• OBJECTIVE:
Below is a listing; write it out exactly and drop any images from it.

(Excerpts from point annotation data)
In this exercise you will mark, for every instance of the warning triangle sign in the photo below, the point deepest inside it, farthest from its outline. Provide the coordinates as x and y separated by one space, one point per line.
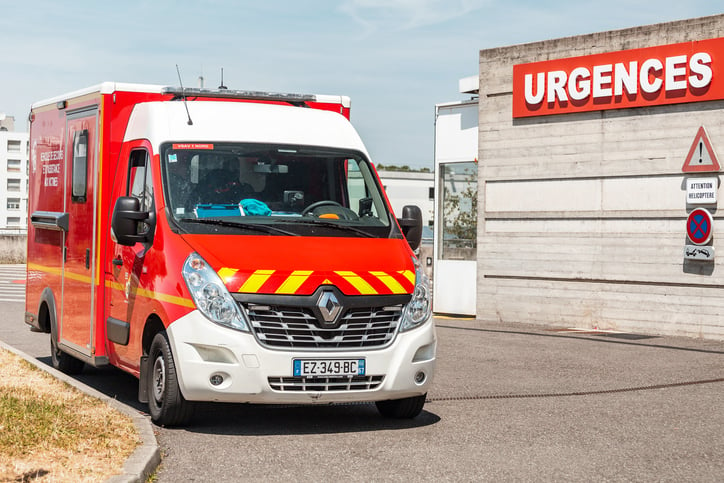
701 157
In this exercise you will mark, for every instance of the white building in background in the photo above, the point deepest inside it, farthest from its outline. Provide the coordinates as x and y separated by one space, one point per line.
410 188
14 151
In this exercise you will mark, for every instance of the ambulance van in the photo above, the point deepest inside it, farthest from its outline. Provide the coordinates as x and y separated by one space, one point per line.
223 245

• ANSWER IN FULL:
In this exercise you will mark, for every instance of the warning triangle sign in the photo below, the point deepest inside it, farthest from its outline. Provide the coordinates as x and y separated by one space, one point per line.
701 157
In this exercise you will mark, for every instance of the white building in background in the photo above, the point deepest inside it, farthest from its outline. Provide the coordinates as x and y separated by one space, one point per line.
410 188
14 151
In this exercise you will mark, for every instance of the ambulance van in the photo above, the point deepest inside it, farthest from its outline. Provide the coordinates as x and y separated by one space, one point per line.
223 245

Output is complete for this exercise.